- **Problème posé A**
Indiquez si chacun des énoncés suivants concorde avec l'extrait sur les déficits trimestriels du gouvernement du Québec, présenté ci-dessous. (i) Le déficit du premier trimestre de 2013-2014 s'élève à 1,8 milliard de dollars. (ii) Entre octobre et décembre 2009, le déficit enregistré était de 3,9 milliards. (iii) Pour les neuf mois restants de l'exercice 2013-2014, un surplus moyen de 200 millions par mois sera nécessaire pour éviter un déficit. Répondez par oui ou par non et citez mot pour mot le passage décisif de l'extrait.

------------------------------

Tôt ou tard, il faudra s'y résigner: l'objectif de déficit zéro du gouvernement du Québec sera pratiquement inatteignable. Il est maintenant temps d'envisager le paysage budgétaire autrement, question de ne pas charcuter les services publics et de nuire davantage à l'économie.

Pour y voir clair, nous avons analysé les déficits trimestriels du gouvernement du Québec depuis cinq ans. Les chiffres sont éloquents.

D'abord, le gouvernement du Québec a réalisé un déficit de 1,8 milliard de dollars au premier trimestre de son exercice, soit d'avril à juin 2013. Ces chiffres ont été publiés dans le rapport mensuel des opérations financières du ministère des Finances, vendredi dernier.

À ce rythme, le déficit annuel atteindrait 7,2 milliards en 2013-2014, soit quelque 7 milliards de plus que sa cible de déficit zéro. Ouch! Rassurez-vous, toutefois, le premier trimestre est souvent négatif, notamment en raison des ajustements liés aux «remboursements d'impôt», et donc peu représentatif de l'année dans son ensemble. La projection nous permet toutefois de mieux saisir l'ampleur du déficit trimestriel.

Autre point de comparaison: le déficit entre avril et juin 2013 est le plus important pour un premier trimestre depuis cinq ans. Au premier trimestre des quatre années précédentes, le déficit avait en effet oscillé entre 945 millions et 1,6 milliard.

La différence n'apparaît pas si grande à première vue. Mais il faut savoir que les déficits trimestriels des années précédentes avaient été réalisés dans un contexte où ils étaient prévus. Comme ils étaient planifiés, le gouvernement n'a pas eu à gérer de nouvelles coupes budgétaires pour atteindre ses cibles.

Cette année, l'écart entre le déficit au premier trimestre et la cible prévue est très grand. Il nous donne une idée de la côte qu'il faudra remonter pour atteindre le déficit zéro (voir tableau). Plus précisément, l'écart entre le déficit et la cible est de presque 600 millions par mois, comparativement à 380 millions l'an dernier et 51 millions au cours de l'exercice 2010-2011. Vu autrement, au cours des neuf mois qui restent à l'exercice 2013-2014, il faudra engranger un surplus moyen de 200 millions chaque mois pour boucler les livres sans déficit. C'est beaucoup.

Dernier point de comparaison: sur les 18 derniers trimestres, un seul a été plus difficile que celui du premier trimestre de 2013-2014 et ce fut au terme de la crise financière de 2008-2009. Ainsi, entre octobre et décembre 2009, le gouvernement du Québec avait enregistré un déficit de 2,0 milliards. Cette année-là, il ne prévoyait toutefois pas atteindre zéro à la fin de l'année, mais une année déficitaire de 3,9 milliards.

------------------------------

- **Problème posé B**
Dans les enregistrements, reprenez les lignes depuis celle qui contient "[locate] golden brown" jusqu'à la fin des enregistrements, bornes incluses, en substituant "oiseau" à "bird" sans rien modifier d'autre.

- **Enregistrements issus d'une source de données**
------------------------------

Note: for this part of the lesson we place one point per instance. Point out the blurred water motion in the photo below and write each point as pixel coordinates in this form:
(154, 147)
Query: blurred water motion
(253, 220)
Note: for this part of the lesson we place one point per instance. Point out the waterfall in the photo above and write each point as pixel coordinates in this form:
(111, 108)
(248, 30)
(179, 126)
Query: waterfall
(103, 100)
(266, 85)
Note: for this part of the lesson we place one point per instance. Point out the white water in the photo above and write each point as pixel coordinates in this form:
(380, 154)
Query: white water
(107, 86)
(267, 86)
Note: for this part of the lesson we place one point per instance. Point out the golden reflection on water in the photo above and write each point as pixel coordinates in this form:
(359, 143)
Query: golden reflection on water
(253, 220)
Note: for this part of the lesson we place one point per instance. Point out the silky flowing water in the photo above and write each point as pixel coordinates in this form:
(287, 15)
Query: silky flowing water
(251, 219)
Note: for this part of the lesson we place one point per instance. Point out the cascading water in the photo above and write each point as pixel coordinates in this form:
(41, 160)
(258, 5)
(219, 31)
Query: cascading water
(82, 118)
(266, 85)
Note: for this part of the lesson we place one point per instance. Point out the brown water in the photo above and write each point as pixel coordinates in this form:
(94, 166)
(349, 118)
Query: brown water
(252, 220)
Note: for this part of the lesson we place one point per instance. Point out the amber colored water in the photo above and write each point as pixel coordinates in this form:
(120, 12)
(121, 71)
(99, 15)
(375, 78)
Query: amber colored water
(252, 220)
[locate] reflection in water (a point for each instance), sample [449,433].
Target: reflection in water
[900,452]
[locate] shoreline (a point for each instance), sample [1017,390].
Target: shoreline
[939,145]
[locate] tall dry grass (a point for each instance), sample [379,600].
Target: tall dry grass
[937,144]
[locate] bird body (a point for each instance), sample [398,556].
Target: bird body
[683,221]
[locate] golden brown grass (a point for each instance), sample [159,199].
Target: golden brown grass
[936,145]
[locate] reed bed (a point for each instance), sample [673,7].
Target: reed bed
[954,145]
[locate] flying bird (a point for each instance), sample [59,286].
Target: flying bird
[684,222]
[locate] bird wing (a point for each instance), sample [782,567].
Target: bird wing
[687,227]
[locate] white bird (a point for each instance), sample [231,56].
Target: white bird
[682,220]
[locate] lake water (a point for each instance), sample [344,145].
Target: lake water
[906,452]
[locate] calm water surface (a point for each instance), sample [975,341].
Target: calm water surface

------------------------------

- **Résultat correct A**
(i) Oui : « le gouvernement du Québec a réalisé un déficit de 1,8 milliard de dollars au premier trimestre de son exercice »
(ii) Non : « entre octobre et décembre 2009, le gouvernement du Québec avait enregistré un déficit de 2,0 milliards »
(iii) Oui : « il faudra engranger un surplus moyen de 200 millions chaque mois pour boucler les livres sans déficit »

- **Résultat correct B**
[locate] golden brown grass (a point for each instance), sample [159,199].
Target: golden brown grass
[936,145]
[locate] reed bed (a point for each instance), sample [673,7].
Target: reed bed
[954,145]
[locate] flying oiseau (a point for each instance), sample [59,286].
Target: flying oiseau
[684,222]
[locate] oiseau wing (a point for each instance), sample [782,567].
Target: oiseau wing
[687,227]
[locate] white oiseau (a point for each instance), sample [231,56].
Target: white oiseau
[682,220]
[locate] lake water (a point for each instance), sample [344,145].
Target: lake water
[906,452]
[locate] calm water surface (a point for each instance), sample [975,341].
Target: calm water surface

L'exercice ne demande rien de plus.